_Objective_.
Rescale the stretch of data below from its start through the line that contains "[493,169,612,278]", and reproduce every line in it, requests included. Multiply each coordinate in the answers by 0.35 and round it to a whole number, with halves rounded up, and give nothing beyond that line.

-- Start --

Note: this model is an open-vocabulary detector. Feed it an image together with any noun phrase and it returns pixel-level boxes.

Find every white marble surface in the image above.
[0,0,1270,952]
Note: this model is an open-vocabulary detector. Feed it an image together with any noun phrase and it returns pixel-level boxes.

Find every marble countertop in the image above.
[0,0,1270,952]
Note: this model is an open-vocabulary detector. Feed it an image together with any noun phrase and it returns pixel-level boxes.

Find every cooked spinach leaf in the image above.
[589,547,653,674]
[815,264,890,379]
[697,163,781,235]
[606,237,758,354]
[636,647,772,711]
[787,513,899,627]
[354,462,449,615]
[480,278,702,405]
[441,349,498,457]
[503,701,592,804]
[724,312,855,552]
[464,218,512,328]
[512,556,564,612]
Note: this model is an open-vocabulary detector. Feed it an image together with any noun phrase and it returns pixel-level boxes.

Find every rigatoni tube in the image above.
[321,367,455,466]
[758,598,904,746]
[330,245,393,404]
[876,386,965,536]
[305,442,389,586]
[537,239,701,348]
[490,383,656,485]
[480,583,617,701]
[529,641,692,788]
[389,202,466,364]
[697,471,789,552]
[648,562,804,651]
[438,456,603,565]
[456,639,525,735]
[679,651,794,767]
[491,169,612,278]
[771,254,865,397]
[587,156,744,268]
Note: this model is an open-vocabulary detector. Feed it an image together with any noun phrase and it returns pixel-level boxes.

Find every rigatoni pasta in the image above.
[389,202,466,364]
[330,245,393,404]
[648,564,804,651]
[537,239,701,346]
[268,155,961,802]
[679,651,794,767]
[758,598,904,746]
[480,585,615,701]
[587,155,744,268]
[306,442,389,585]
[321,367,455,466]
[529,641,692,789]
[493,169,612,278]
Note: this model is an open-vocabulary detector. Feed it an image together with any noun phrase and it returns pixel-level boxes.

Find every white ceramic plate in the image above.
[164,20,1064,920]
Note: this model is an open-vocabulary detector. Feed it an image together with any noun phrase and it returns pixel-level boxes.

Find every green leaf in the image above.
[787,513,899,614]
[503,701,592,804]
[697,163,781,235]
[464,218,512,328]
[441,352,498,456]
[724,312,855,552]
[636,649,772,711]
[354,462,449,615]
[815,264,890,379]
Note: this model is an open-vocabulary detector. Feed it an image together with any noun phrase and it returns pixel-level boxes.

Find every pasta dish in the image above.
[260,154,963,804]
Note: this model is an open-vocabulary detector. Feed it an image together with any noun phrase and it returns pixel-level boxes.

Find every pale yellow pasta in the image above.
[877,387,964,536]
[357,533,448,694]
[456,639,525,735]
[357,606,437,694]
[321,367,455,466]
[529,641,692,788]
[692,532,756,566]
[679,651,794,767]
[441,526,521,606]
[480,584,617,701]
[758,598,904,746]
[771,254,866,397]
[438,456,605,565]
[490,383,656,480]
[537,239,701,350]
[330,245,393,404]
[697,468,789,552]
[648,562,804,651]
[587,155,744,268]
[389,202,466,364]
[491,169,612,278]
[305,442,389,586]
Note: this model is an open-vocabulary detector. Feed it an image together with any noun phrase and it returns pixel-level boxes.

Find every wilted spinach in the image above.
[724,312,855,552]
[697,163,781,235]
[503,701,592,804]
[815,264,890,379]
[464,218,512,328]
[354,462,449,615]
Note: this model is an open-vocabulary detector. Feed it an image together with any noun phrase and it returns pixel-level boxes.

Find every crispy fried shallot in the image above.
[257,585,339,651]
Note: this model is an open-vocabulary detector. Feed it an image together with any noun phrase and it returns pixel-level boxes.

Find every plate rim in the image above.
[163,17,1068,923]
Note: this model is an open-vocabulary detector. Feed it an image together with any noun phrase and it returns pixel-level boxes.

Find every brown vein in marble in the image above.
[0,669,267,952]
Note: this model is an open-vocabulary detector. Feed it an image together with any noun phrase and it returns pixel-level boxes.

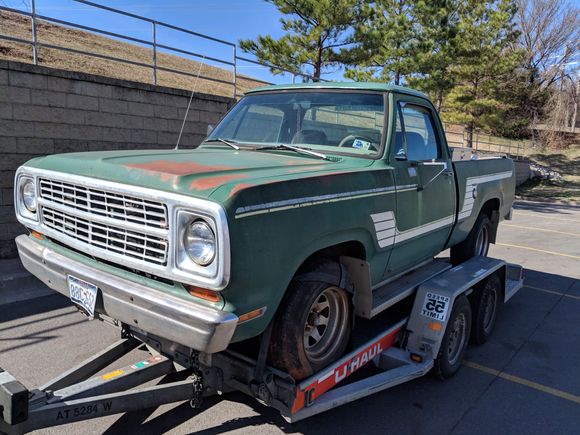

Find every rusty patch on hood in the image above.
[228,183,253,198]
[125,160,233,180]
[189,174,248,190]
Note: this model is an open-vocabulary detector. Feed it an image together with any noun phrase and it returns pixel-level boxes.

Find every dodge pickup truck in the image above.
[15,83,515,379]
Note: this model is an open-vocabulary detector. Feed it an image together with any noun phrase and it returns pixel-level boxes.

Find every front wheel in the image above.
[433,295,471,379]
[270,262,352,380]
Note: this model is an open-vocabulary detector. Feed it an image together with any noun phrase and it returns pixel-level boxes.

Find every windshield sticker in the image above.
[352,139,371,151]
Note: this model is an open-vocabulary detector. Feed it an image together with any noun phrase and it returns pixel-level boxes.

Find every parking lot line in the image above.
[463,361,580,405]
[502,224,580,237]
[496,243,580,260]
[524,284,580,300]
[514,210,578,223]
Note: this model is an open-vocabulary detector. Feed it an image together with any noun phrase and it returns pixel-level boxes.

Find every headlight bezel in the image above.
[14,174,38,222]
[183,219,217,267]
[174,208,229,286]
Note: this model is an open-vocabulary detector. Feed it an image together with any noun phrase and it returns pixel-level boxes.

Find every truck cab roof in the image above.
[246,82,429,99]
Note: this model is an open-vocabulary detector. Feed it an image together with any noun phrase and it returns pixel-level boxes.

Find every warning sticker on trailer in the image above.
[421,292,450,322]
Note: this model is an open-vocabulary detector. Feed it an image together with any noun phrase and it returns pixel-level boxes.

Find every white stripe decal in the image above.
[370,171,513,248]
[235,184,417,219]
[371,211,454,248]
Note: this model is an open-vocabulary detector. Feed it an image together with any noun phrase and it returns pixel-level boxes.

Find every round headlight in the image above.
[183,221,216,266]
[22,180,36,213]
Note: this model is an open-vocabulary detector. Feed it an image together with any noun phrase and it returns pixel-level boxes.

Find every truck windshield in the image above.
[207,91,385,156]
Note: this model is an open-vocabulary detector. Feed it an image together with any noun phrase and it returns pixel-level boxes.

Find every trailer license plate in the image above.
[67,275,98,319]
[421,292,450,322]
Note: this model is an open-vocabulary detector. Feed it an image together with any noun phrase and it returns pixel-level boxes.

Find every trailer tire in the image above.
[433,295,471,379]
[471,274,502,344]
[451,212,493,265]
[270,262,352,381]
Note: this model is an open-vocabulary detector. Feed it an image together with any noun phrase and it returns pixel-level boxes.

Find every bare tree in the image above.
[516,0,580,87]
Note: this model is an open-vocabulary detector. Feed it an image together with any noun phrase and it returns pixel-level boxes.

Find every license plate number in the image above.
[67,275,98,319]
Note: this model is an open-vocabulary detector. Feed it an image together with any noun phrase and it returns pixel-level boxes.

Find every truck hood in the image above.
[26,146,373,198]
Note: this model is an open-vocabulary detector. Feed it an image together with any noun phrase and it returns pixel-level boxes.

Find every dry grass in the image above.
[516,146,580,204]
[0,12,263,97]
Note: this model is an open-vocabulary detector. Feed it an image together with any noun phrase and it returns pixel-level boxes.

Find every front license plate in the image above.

-- End --

_Task result_.
Note: this model is an open-vocabulary detector. Feed it an image together with any noun phrase and it returns pixel-level boxes.

Find every white marble surface in the image above.
[0,0,445,333]
Note: this model is an open-vocabulary detector. Feed it an image together with any noun phrase and it returns pixel-level boxes.

Find every marble countertop in the image above.
[0,0,445,333]
Note: this model is an open-vocabulary detector. Feed it an image together with any noun phrase and it returns pixel-level boxes.

Find every cooked spinach leaf in the image above.
[206,191,229,236]
[285,92,312,133]
[244,57,273,82]
[212,83,265,124]
[223,226,270,249]
[275,180,315,219]
[124,162,157,215]
[168,97,246,142]
[154,122,174,160]
[176,245,207,281]
[253,109,299,193]
[162,76,179,115]
[179,195,197,214]
Note: this model is an open-vocabulary detector. Feed it an image together with any noun phrase and it returns pixel-level boxes.

Find every rigatoni tube in the image above.
[112,128,159,163]
[265,209,316,261]
[116,86,138,141]
[307,135,338,188]
[107,155,136,205]
[188,84,245,122]
[172,134,230,170]
[168,204,216,245]
[185,224,242,276]
[136,71,163,127]
[244,165,276,193]
[227,197,281,228]
[153,160,211,198]
[160,224,184,257]
[238,228,278,268]
[172,59,214,97]
[270,89,303,139]
[205,55,260,94]
Note: this model is an open-vocabulary detector. Feed it an image together with any noun phrase and it returns pixel-level boxes.

Find every rigatoni pasta in the image above.
[136,71,163,127]
[116,86,138,141]
[227,197,281,228]
[188,84,245,121]
[94,54,336,281]
[238,228,278,268]
[265,209,316,261]
[168,205,215,245]
[205,54,260,94]
[107,155,136,205]
[112,128,159,163]
[185,224,242,276]
[173,59,214,97]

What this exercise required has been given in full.